Edit the lines running from the one holding "# test: for every instance of the couple, mark" through the end of the items, inclusive, so that "couple" becomes "pair" and nothing else changes. Give back only those lines.

··· Information supplied

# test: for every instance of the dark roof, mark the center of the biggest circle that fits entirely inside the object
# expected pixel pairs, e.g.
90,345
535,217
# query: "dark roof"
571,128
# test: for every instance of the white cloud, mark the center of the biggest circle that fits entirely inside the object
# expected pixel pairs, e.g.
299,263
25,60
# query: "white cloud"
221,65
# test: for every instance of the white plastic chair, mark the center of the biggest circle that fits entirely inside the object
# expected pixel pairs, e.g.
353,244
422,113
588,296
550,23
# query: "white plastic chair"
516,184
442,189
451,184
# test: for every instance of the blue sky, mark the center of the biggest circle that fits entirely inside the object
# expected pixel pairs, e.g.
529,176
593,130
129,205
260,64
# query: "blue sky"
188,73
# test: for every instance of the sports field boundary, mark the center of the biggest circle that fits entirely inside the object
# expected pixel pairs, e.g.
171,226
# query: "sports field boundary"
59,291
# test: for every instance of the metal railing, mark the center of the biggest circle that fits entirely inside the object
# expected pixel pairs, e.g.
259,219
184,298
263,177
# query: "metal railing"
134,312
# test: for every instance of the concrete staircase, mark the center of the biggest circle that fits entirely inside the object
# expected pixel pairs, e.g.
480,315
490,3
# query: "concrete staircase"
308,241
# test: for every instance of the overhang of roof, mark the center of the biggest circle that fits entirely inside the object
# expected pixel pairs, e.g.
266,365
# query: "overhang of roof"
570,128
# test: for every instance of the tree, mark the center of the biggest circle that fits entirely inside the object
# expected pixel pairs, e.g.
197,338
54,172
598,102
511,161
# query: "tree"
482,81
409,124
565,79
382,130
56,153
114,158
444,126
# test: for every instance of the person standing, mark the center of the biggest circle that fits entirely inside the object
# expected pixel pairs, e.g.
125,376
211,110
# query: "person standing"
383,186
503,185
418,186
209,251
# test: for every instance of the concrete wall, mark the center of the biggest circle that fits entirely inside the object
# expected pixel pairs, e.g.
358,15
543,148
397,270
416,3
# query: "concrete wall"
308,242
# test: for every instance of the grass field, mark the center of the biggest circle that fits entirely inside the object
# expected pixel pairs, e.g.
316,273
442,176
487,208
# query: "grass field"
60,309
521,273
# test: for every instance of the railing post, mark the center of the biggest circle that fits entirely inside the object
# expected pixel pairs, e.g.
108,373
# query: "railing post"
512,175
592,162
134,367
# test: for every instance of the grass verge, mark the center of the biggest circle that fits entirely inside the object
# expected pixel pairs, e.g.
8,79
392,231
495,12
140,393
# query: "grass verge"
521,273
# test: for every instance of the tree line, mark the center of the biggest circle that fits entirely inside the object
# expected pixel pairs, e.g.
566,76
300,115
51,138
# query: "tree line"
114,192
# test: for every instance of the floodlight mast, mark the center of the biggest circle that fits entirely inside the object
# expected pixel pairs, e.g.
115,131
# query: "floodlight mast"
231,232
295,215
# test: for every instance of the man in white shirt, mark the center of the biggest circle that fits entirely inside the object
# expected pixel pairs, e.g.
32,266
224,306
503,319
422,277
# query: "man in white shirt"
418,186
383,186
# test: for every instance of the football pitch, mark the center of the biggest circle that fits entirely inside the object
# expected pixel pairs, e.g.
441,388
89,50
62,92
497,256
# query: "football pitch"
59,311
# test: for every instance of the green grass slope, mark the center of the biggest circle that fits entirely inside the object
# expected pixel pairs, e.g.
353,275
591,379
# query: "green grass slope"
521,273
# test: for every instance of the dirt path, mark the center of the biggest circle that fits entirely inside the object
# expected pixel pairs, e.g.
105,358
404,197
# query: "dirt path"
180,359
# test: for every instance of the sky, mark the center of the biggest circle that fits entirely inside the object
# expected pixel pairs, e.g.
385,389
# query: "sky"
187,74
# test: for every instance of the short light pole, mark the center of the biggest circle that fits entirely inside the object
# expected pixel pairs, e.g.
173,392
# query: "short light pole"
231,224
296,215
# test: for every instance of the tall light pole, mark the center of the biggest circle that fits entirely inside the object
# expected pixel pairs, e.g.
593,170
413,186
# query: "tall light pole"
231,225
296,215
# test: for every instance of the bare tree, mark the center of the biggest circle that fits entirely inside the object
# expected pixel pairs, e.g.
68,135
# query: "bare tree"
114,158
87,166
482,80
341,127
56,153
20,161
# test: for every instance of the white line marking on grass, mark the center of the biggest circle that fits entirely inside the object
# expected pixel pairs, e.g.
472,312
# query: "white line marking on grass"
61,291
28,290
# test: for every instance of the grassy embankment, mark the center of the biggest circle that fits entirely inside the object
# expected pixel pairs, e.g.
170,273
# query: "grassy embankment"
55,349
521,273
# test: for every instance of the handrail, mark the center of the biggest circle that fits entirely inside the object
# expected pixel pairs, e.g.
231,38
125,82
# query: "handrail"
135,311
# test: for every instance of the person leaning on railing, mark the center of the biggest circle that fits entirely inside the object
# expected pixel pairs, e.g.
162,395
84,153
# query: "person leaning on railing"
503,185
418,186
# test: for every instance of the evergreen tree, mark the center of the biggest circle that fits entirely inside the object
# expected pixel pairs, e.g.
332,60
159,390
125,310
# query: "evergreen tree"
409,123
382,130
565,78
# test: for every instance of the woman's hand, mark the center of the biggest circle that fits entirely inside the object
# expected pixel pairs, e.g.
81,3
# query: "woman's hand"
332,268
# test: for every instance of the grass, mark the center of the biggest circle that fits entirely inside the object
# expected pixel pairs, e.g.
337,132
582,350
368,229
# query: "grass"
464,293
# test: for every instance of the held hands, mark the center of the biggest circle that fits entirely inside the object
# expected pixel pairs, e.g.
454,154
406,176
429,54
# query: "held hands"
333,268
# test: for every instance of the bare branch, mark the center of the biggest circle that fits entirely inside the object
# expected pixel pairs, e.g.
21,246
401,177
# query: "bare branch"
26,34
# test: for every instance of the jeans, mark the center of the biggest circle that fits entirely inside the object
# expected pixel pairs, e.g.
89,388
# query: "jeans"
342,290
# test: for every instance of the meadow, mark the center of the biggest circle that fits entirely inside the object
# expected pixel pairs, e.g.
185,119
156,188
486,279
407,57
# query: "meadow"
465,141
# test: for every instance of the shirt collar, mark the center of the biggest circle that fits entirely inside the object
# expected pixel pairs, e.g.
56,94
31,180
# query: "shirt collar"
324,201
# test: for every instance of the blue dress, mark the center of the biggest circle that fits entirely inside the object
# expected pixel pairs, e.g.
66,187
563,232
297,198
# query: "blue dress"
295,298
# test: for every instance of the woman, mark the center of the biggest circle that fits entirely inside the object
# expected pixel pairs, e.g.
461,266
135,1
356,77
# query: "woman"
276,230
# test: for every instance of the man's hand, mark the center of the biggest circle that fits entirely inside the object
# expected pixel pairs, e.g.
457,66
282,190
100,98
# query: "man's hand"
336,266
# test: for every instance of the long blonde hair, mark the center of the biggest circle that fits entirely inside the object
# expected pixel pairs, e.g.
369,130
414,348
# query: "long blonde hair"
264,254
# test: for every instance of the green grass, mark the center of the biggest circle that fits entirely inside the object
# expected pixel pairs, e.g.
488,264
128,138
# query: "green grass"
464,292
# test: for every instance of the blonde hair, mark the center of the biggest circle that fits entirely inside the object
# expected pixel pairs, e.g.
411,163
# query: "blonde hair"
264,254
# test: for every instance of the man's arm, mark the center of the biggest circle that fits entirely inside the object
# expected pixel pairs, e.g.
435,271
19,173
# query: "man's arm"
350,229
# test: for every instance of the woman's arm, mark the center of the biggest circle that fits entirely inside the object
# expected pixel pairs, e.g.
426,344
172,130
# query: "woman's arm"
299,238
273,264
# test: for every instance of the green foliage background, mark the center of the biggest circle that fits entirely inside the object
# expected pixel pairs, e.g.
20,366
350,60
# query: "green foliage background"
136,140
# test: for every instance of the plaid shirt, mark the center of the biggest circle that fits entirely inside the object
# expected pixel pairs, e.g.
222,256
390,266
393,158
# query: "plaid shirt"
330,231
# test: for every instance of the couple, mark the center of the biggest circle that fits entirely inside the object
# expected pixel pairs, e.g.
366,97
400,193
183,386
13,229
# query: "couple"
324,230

······

▶ [Solution for this task]:
# test: for every instance of the pair, mark the center of the biggest circle that fits entirely inside the object
# expected pixel pairs, e.g.
366,97
400,193
183,386
13,229
# query: "pair"
324,230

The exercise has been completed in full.